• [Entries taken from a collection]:
========

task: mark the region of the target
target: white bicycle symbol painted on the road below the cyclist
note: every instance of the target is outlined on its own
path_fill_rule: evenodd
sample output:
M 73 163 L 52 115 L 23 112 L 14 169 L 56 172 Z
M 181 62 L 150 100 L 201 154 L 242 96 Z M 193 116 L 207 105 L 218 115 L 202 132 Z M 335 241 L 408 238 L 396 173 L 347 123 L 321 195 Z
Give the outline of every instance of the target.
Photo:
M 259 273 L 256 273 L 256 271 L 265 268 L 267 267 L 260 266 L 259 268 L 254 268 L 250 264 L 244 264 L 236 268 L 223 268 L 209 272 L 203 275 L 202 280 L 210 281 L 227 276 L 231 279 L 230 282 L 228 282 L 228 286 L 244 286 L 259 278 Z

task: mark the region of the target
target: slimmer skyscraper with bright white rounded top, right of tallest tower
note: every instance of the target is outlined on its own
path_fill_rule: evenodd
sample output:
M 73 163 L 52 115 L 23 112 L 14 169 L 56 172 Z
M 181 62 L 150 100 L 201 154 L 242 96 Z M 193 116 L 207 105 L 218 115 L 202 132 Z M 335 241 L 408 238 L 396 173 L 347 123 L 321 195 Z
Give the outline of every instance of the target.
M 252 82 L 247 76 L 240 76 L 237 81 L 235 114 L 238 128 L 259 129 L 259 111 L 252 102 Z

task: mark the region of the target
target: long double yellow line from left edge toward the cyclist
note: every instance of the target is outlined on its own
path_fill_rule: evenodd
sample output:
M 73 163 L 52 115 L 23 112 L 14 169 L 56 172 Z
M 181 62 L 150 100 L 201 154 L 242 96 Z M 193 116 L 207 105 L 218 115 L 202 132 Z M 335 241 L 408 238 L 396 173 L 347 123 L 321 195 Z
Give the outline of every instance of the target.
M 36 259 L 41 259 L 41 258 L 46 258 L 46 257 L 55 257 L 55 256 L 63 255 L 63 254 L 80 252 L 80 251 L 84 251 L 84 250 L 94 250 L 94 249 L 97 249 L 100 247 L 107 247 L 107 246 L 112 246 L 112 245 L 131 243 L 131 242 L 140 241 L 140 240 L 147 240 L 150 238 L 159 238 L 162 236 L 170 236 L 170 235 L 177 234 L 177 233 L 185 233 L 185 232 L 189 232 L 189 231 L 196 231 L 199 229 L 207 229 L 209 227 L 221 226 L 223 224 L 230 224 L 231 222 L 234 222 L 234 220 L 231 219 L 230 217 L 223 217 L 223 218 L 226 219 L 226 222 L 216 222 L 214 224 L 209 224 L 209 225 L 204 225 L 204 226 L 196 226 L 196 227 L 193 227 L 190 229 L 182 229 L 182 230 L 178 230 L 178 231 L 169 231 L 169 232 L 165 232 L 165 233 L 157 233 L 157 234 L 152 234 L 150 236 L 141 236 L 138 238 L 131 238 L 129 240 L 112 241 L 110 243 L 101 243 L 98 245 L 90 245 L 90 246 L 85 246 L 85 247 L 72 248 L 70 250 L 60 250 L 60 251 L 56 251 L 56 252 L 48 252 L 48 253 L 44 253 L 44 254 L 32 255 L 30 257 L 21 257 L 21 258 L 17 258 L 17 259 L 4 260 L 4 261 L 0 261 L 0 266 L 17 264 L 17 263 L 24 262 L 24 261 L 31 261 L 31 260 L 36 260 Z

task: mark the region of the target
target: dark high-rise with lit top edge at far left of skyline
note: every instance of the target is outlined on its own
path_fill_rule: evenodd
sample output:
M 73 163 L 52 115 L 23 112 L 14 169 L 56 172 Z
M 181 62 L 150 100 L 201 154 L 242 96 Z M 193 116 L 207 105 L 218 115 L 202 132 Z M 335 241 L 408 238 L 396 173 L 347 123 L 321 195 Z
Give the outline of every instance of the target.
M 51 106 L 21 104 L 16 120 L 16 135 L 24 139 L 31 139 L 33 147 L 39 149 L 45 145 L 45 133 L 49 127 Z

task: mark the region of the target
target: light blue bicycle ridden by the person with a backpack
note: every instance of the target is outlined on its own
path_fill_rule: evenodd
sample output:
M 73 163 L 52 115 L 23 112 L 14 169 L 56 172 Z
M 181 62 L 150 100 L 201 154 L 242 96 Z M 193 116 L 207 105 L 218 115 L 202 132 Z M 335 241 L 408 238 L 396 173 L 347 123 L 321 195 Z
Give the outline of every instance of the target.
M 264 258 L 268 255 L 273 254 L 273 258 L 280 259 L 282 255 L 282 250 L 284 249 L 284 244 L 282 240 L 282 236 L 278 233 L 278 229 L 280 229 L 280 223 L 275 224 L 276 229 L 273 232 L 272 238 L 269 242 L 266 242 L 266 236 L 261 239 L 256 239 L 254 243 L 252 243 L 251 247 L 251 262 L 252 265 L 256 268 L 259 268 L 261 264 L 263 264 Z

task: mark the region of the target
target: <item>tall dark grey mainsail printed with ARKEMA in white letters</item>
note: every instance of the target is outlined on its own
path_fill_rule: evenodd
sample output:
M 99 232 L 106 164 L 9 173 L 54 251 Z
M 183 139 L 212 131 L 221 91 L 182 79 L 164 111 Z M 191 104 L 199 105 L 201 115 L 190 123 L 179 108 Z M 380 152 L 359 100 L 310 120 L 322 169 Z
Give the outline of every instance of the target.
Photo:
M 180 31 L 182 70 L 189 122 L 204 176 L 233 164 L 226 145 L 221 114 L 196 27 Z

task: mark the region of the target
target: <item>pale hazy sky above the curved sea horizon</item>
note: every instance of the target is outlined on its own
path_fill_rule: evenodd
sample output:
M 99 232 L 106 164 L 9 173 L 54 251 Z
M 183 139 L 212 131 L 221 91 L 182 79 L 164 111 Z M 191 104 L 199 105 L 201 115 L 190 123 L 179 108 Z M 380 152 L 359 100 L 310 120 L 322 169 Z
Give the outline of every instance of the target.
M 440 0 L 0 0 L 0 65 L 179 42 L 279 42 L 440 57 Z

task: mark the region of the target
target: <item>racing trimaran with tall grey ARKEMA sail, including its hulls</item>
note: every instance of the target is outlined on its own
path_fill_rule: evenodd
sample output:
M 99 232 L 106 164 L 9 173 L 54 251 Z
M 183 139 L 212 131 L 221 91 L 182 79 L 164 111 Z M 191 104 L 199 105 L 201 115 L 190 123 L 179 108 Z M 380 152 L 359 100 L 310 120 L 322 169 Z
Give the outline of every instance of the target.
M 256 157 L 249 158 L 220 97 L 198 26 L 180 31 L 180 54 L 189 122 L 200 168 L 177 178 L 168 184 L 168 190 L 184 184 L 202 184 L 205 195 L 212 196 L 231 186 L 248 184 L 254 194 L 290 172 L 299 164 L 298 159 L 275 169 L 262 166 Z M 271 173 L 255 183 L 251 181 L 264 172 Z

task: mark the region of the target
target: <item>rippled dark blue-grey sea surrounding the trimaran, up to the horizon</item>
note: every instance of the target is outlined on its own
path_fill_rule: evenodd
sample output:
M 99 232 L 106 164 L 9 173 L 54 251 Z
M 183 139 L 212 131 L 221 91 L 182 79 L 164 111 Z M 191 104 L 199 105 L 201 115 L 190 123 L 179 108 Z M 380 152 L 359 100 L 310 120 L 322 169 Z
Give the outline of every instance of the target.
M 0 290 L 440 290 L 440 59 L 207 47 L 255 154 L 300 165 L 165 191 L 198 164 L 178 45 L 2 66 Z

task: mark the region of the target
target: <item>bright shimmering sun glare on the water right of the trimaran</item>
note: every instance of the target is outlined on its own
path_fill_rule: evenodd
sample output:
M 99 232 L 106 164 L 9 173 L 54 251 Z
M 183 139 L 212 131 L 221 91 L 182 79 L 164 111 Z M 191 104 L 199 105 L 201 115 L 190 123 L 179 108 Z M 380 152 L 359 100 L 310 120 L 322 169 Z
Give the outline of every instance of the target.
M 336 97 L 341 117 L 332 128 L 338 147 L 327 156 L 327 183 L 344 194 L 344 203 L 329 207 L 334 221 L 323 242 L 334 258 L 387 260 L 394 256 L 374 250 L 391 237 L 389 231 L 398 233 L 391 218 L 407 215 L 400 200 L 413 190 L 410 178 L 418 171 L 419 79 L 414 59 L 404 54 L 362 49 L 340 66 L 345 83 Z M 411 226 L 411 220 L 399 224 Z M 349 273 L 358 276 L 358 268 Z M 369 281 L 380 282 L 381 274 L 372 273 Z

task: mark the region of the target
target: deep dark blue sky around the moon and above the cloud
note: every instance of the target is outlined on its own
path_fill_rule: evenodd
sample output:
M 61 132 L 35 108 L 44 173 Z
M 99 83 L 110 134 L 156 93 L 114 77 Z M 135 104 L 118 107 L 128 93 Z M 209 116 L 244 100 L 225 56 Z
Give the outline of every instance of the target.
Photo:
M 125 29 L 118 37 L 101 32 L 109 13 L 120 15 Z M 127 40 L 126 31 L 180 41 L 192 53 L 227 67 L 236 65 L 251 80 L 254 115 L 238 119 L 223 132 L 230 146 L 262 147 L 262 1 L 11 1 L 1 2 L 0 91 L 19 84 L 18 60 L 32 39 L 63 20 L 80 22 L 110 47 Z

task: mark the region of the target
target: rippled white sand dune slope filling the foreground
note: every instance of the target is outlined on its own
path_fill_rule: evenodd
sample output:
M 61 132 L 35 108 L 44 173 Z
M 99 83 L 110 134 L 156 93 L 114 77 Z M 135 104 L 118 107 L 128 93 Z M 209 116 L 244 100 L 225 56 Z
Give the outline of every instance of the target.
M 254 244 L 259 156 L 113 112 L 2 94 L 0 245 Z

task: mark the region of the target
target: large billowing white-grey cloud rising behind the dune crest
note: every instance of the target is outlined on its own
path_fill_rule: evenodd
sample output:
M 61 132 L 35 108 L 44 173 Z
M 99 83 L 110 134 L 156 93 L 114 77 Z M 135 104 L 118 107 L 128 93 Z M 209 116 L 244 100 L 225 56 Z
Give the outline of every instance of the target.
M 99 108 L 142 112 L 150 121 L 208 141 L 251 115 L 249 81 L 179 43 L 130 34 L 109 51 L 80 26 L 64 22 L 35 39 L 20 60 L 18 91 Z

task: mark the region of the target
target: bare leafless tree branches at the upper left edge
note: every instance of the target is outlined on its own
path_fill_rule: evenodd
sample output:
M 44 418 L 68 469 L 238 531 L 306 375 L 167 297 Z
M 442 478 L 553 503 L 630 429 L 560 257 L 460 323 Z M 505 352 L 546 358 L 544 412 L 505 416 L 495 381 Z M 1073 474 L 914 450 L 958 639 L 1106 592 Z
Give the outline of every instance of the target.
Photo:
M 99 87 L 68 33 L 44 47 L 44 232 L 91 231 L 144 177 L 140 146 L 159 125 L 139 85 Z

========

• [Problem to solve]: Which lines of the data contain the word "above"? Copy each one.

• [Answer space]:
target: <item>pale hazy sky above the curved sea horizon</item>
target: deep dark blue sky around the moon and above the cloud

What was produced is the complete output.